• _PROBLEM DESCRIPTION_
Pull every "white" line out of the data below.

[Source records]
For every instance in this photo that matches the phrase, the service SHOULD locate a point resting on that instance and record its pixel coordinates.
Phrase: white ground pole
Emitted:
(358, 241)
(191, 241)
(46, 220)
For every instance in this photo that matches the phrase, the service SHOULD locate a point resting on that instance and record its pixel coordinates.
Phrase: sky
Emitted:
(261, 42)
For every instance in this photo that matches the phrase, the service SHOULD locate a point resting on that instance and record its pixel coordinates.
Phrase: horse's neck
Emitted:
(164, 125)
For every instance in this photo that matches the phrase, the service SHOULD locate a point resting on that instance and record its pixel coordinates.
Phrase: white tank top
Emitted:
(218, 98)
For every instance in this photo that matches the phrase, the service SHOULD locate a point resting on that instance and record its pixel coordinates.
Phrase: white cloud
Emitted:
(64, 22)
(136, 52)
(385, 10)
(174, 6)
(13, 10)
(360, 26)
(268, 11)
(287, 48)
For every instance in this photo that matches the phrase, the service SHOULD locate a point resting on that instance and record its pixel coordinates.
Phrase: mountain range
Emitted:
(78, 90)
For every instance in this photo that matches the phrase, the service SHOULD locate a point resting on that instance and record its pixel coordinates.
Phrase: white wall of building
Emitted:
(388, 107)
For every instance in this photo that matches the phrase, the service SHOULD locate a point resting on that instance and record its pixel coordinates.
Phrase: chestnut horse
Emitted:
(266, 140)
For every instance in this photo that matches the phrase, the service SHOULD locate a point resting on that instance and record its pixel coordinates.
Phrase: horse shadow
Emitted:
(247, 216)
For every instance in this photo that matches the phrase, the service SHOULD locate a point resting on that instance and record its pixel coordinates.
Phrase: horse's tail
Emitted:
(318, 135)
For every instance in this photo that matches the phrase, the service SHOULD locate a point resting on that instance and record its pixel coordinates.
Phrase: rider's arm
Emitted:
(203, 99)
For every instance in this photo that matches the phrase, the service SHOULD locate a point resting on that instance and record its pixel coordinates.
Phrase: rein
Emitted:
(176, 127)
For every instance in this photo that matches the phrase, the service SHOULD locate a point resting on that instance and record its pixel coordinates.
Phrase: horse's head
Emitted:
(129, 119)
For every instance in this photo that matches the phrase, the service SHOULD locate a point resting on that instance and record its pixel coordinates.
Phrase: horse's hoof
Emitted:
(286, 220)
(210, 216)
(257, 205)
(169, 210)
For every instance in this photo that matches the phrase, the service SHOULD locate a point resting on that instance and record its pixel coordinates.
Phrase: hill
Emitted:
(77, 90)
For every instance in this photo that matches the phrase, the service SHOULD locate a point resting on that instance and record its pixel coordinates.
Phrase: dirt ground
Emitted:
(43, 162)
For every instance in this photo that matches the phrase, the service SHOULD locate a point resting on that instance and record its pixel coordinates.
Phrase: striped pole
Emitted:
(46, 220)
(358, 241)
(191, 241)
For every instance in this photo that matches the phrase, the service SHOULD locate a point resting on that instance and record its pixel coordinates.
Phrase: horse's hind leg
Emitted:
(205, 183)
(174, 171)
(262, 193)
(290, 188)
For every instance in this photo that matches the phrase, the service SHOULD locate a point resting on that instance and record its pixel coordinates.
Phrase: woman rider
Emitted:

• _TASK RESPONSE_
Phrase: white ground pole
Phrase: white tank top
Phrase: white cloud
Phrase: white wall of building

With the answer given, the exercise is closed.